**WHAT YOU NEED TO DO**
Identify each line in the listing below that contains the word "orange", and copy those lines. Case counts: a match must have the same capitalization.
## Begin EXTRACTED RECORDS
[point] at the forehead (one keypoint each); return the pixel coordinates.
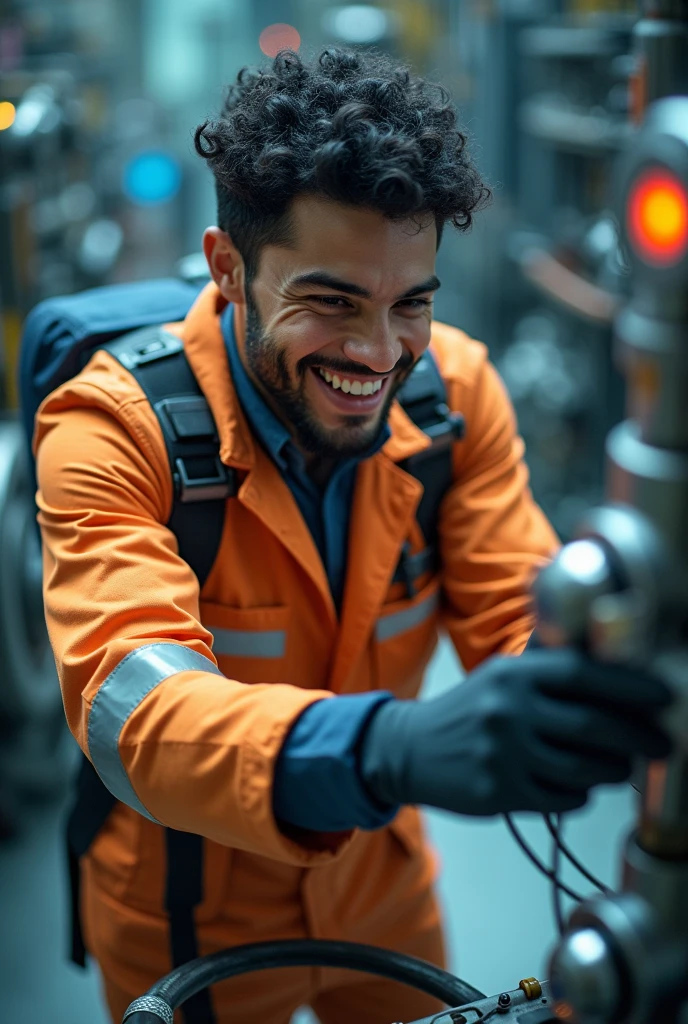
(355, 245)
## End EXTRACTED RECORDS
## Begin EXTRACTED RECORDS
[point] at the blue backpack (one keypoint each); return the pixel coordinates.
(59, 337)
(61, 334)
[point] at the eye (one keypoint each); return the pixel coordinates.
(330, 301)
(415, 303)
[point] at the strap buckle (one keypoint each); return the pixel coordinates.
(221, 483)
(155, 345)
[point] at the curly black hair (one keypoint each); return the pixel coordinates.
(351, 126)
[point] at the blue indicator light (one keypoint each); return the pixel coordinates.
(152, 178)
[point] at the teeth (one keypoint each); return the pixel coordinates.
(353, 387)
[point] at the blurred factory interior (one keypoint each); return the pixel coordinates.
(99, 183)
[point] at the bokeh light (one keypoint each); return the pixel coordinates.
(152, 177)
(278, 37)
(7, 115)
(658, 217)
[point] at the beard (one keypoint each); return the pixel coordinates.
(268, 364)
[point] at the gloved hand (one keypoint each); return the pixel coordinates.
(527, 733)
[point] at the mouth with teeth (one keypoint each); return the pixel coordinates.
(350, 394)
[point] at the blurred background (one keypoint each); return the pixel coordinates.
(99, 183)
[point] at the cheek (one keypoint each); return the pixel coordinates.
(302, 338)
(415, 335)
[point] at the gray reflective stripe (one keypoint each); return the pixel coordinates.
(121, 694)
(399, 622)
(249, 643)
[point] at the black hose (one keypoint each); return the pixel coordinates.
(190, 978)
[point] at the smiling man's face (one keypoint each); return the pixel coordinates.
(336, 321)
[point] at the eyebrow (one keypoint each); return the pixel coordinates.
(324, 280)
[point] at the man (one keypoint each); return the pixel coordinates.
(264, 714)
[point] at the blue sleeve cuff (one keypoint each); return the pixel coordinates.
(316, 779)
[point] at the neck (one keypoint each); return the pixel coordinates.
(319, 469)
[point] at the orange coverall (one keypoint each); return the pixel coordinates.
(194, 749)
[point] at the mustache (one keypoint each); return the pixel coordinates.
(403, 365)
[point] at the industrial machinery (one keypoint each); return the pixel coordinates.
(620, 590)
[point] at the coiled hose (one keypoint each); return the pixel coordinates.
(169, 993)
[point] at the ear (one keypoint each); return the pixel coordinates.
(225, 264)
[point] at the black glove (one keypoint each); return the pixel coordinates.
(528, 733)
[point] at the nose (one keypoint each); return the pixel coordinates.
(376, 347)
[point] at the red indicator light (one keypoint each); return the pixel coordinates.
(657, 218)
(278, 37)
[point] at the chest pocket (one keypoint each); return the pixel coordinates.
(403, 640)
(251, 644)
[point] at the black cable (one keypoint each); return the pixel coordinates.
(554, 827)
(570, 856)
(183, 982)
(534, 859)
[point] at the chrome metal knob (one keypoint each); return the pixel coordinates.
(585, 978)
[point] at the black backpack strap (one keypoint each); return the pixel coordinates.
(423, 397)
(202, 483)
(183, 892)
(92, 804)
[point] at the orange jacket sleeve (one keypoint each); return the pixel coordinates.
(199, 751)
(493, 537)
## End EXTRACTED RECORDS
**SOLUTION TO THIS PROBLEM**
[point] at the orange coverall (one keypoint each); return the pixel coordinates.
[point] at the orange jacket sleeve (one keypoint each); return the pixel coordinates.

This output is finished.